◆ Aim ◆
Put every line of the items below into a Markdown table with two columns, "No." for the row number and "Text" for the line. Skip blank lines and leave the pictures out.

---- Data

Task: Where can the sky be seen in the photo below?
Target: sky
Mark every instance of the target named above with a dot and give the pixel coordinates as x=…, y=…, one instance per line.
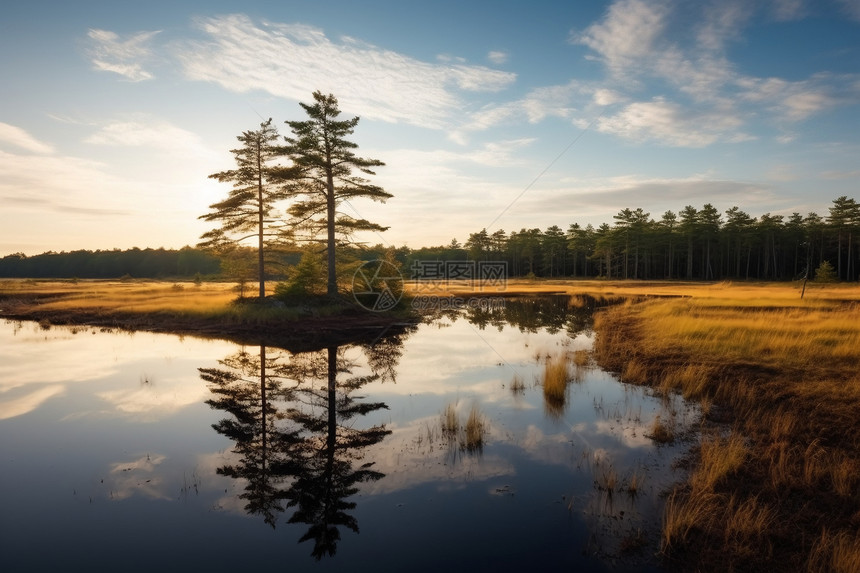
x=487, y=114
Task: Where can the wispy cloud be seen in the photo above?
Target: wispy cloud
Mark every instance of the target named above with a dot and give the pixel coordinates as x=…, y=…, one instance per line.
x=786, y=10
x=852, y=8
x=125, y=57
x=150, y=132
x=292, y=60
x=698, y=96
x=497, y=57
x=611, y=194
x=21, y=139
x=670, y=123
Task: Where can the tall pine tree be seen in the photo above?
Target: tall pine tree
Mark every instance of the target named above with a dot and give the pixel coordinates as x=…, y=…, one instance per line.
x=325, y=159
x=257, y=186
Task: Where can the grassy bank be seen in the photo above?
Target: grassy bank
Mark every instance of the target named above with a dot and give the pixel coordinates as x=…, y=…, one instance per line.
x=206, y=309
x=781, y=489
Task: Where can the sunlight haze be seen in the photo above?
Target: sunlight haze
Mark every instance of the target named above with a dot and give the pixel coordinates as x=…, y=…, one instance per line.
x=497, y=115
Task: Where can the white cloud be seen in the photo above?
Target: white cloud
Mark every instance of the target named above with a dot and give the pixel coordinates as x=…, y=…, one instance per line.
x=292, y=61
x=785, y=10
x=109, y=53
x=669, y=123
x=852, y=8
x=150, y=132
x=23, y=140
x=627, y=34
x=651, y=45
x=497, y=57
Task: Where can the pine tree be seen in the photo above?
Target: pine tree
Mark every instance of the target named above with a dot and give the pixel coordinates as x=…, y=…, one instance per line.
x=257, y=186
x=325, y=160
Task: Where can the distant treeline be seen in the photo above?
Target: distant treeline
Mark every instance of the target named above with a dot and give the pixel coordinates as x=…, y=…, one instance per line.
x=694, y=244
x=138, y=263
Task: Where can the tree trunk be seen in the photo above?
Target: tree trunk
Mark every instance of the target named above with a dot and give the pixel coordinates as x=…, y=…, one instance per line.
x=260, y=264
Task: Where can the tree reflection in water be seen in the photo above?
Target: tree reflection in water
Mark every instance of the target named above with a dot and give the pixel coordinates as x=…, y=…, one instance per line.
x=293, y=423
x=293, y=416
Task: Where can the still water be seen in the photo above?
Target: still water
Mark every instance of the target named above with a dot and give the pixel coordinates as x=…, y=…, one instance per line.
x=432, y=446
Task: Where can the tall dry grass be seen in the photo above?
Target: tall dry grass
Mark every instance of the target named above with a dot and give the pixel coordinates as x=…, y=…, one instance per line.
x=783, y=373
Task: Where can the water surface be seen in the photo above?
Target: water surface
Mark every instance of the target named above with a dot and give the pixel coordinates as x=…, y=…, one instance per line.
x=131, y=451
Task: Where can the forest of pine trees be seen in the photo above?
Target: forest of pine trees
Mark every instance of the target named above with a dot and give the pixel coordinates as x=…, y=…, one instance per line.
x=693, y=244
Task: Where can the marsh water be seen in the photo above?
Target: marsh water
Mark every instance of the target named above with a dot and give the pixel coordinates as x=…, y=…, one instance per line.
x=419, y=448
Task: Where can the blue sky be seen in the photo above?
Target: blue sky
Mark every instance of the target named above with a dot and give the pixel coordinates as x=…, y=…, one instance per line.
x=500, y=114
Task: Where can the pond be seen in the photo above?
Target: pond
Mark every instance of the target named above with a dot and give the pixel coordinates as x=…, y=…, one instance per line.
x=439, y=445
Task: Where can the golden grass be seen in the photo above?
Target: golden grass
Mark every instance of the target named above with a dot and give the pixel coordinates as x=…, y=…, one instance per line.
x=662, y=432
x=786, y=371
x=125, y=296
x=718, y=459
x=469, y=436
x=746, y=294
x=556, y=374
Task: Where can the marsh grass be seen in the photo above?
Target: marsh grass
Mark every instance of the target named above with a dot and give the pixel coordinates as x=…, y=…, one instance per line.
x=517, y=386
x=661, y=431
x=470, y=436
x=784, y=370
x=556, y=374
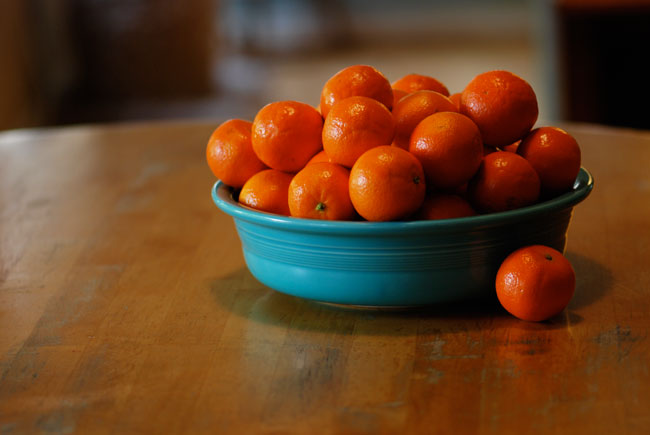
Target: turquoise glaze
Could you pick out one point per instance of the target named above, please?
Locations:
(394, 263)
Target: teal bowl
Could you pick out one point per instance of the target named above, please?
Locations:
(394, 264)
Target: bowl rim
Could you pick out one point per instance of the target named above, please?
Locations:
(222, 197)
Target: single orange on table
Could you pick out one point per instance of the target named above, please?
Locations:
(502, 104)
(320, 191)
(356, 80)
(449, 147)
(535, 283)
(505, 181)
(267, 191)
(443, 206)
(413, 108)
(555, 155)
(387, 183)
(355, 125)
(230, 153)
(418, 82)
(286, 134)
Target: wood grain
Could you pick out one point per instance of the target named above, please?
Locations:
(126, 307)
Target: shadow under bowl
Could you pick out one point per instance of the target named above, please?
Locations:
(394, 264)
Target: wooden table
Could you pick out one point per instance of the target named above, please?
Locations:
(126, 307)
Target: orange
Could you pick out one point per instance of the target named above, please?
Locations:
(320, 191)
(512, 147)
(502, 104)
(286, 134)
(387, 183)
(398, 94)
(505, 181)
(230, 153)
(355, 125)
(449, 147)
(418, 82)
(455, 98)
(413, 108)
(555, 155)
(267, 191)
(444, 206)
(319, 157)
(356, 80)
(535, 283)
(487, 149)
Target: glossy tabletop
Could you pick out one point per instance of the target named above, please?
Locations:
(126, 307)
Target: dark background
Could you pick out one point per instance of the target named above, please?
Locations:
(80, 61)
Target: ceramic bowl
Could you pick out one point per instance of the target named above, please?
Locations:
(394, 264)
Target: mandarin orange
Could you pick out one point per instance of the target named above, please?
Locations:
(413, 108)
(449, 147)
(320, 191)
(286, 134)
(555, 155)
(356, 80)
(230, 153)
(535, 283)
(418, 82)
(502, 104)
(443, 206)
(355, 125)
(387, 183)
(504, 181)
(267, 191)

--------

◆ Exercise output ◆
| No. | Text |
|---|---|
| 1 | Task: Where can the sky be seen in the photo below? |
| 2 | Target: sky |
| 3 | Mark every instance of the target named above with a dot and give the pixel coordinates as x=…, y=…, one instance per line. |
| 4 | x=487, y=114 |
| 5 | Task: Where can the wispy cloud be seen in the photo above? |
| 6 | Target: wispy cloud |
| 7 | Mark every instance of the target named above with a dot and give the pixel coordinates as x=…, y=…, one instance per line. |
| 8 | x=786, y=10 |
| 9 | x=852, y=8 |
| 10 | x=125, y=57 |
| 11 | x=150, y=132 |
| 12 | x=292, y=60 |
| 13 | x=698, y=96 |
| 14 | x=497, y=57 |
| 15 | x=611, y=194 |
| 16 | x=21, y=139 |
| 17 | x=670, y=123 |
| 18 | Task: Where can the tall pine tree be seen in the photo above? |
| 19 | Target: tall pine tree |
| 20 | Mark every instance of the target named above with a dot and give the pixel coordinates as x=…, y=…, one instance per line. |
| 21 | x=325, y=159 |
| 22 | x=257, y=186 |
| 23 | Task: Where can the grassy bank be seen in the photo above? |
| 24 | Target: grassy bank |
| 25 | Mark every instance of the target named above with a dot and give the pixel coordinates as x=…, y=…, one instance per line. |
| 26 | x=206, y=309 |
| 27 | x=781, y=489 |
| 28 | Task: Where can the sunlight haze be seen in the photo above? |
| 29 | Target: sunlight haze |
| 30 | Mark every instance of the target named above with a dot and give the pixel coordinates as x=…, y=…, one instance per line. |
| 31 | x=497, y=115 |
| 32 | Task: Where can the white cloud be seen in the photo above? |
| 33 | Target: white cloud |
| 34 | Mark every instance of the target named above with a dot and give the pixel coordinates as x=…, y=…, one instance per line. |
| 35 | x=292, y=61 |
| 36 | x=785, y=10 |
| 37 | x=109, y=53 |
| 38 | x=669, y=123 |
| 39 | x=852, y=8 |
| 40 | x=150, y=132 |
| 41 | x=23, y=140 |
| 42 | x=627, y=34 |
| 43 | x=651, y=45 |
| 44 | x=497, y=57 |
| 45 | Task: Where can the pine tree be seen in the photo above? |
| 46 | Target: pine tree |
| 47 | Mark every instance of the target named above with a dot and give the pixel coordinates as x=…, y=…, one instance per line. |
| 48 | x=257, y=186 |
| 49 | x=325, y=160 |
| 50 | Task: Where can the distant treeline be seen in the photo above? |
| 51 | Target: distant treeline |
| 52 | Mark every instance of the target named above with a dot and give the pixel coordinates as x=…, y=…, one instance per line. |
| 53 | x=694, y=244 |
| 54 | x=138, y=263 |
| 55 | Task: Where can the tree trunk be seen in the photo above? |
| 56 | Target: tree trunk |
| 57 | Mark every instance of the target named above with a dot and give the pixel coordinates as x=…, y=…, one instance per line. |
| 58 | x=260, y=264 |
| 59 | Task: Where can the tree reflection in water be seen in the photo above? |
| 60 | Target: tree reflection in water |
| 61 | Mark every instance of the target named above with a dot and give the pixel coordinates as x=…, y=…, one instance per line. |
| 62 | x=293, y=423 |
| 63 | x=293, y=416 |
| 64 | Task: Where can the still water be seen in the photo above? |
| 65 | Target: still water |
| 66 | Mark every instance of the target named above with a dot and give the pixel coordinates as x=…, y=…, one instance per line. |
| 67 | x=432, y=446 |
| 68 | Task: Where can the tall dry grass be seen in the photo above? |
| 69 | Target: tall dry grass |
| 70 | Mark every instance of the target named above with a dot and give the pixel coordinates as x=…, y=…, one instance per line. |
| 71 | x=783, y=373 |
| 72 | Task: Where can the water surface be seen in the photo above? |
| 73 | Target: water surface |
| 74 | Mark every instance of the target named above with a dot and give the pixel coordinates as x=…, y=…, one instance per line. |
| 75 | x=131, y=451 |
| 76 | Task: Where can the forest of pine trees be seen in the photo above? |
| 77 | Target: forest of pine trees |
| 78 | Mark every instance of the target named above with a dot and give the pixel coordinates as x=…, y=…, one instance per line. |
| 79 | x=693, y=244 |
| 80 | Task: Where can the marsh water be seen in the photo above? |
| 81 | Target: marsh water |
| 82 | Mark every instance of the target named above with a dot and give the pixel coordinates as x=…, y=…, one instance per line. |
| 83 | x=419, y=448 |
| 84 | Task: Where can the blue sky be seen in the photo above? |
| 85 | Target: blue sky |
| 86 | Mark every instance of the target named above with a dot and give the pixel coordinates as x=…, y=…, one instance per line. |
| 87 | x=500, y=114 |
| 88 | Task: Where can the pond be seen in the photo above? |
| 89 | Target: pond |
| 90 | Mark every instance of the target named above with a dot and give the pixel coordinates as x=…, y=…, one instance per line. |
| 91 | x=439, y=445 |
| 92 | Task: Where can the golden grass be seen in the photo above? |
| 93 | Target: golden grass |
| 94 | Mark every instance of the target named above with a dot and give the pixel coordinates as x=…, y=…, one instance per line. |
| 95 | x=662, y=432 |
| 96 | x=786, y=371 |
| 97 | x=125, y=296 |
| 98 | x=718, y=459 |
| 99 | x=469, y=436 |
| 100 | x=746, y=294 |
| 101 | x=556, y=374 |
| 102 | Task: Where can the marsh grass be seen in the photo above? |
| 103 | Target: marsh grass |
| 104 | Mark every instance of the target named above with a dot and give the pixel coordinates as x=…, y=…, one instance per line. |
| 105 | x=517, y=386 |
| 106 | x=661, y=431 |
| 107 | x=470, y=436 |
| 108 | x=784, y=370 |
| 109 | x=556, y=374 |
| 110 | Target: turquoise glaze |
| 111 | Could you pick out one point per instance of the target named above, please? |
| 112 | Locations: |
| 113 | (394, 263) |
| 114 | Target: teal bowl |
| 115 | Could you pick out one point per instance of the target named above, please? |
| 116 | Locations: |
| 117 | (394, 264) |
| 118 | Target: bowl rim |
| 119 | Could you pick out one point per instance of the target named above, please? |
| 120 | Locations: |
| 121 | (222, 197) |
| 122 | Target: single orange on table |
| 123 | Could you pick out one point per instance of the target named above, please? |
| 124 | Locations: |
| 125 | (502, 104) |
| 126 | (320, 191) |
| 127 | (356, 80) |
| 128 | (449, 147) |
| 129 | (535, 283) |
| 130 | (505, 181) |
| 131 | (267, 191) |
| 132 | (443, 206) |
| 133 | (413, 108) |
| 134 | (555, 155) |
| 135 | (387, 183) |
| 136 | (355, 125) |
| 137 | (230, 153) |
| 138 | (418, 82) |
| 139 | (286, 134) |
| 140 | Target: wood grain |
| 141 | Could you pick out one point per instance of the target named above, please? |
| 142 | Locations: |
| 143 | (126, 307) |
| 144 | Target: shadow under bowl |
| 145 | Could you pick out one point per instance of the target named above, please? |
| 146 | Locations: |
| 147 | (394, 264) |
| 148 | Target: wooden table |
| 149 | Could you pick out one point per instance of the target named above, please? |
| 150 | Locations: |
| 151 | (126, 307) |
| 152 | Target: orange |
| 153 | Could you pick out one point per instance of the target named above, please? |
| 154 | Locations: |
| 155 | (320, 191) |
| 156 | (512, 147) |
| 157 | (502, 104) |
| 158 | (286, 134) |
| 159 | (387, 183) |
| 160 | (398, 94) |
| 161 | (505, 181) |
| 162 | (230, 153) |
| 163 | (355, 125) |
| 164 | (449, 147) |
| 165 | (418, 82) |
| 166 | (455, 98) |
| 167 | (413, 108) |
| 168 | (555, 155) |
| 169 | (267, 191) |
| 170 | (444, 206) |
| 171 | (319, 157) |
| 172 | (356, 80) |
| 173 | (535, 283) |
| 174 | (487, 149) |
| 175 | Target: glossy tabletop |
| 176 | Could you pick out one point per instance of the target named above, please? |
| 177 | Locations: |
| 178 | (126, 307) |
| 179 | Target: dark background |
| 180 | Could you pick out one point per instance of the target named above, please? |
| 181 | Locations: |
| 182 | (80, 61) |
| 183 | Target: ceramic bowl |
| 184 | Could you pick out one point per instance of the target named above, please? |
| 185 | Locations: |
| 186 | (394, 264) |
| 187 | Target: mandarin orange |
| 188 | Could you pick out one point per instance of the target named above, please? |
| 189 | Locations: |
| 190 | (413, 108) |
| 191 | (449, 147) |
| 192 | (320, 191) |
| 193 | (286, 134) |
| 194 | (555, 155) |
| 195 | (356, 80) |
| 196 | (230, 153) |
| 197 | (535, 283) |
| 198 | (418, 82) |
| 199 | (502, 104) |
| 200 | (443, 206) |
| 201 | (355, 125) |
| 202 | (387, 183) |
| 203 | (504, 181) |
| 204 | (267, 191) |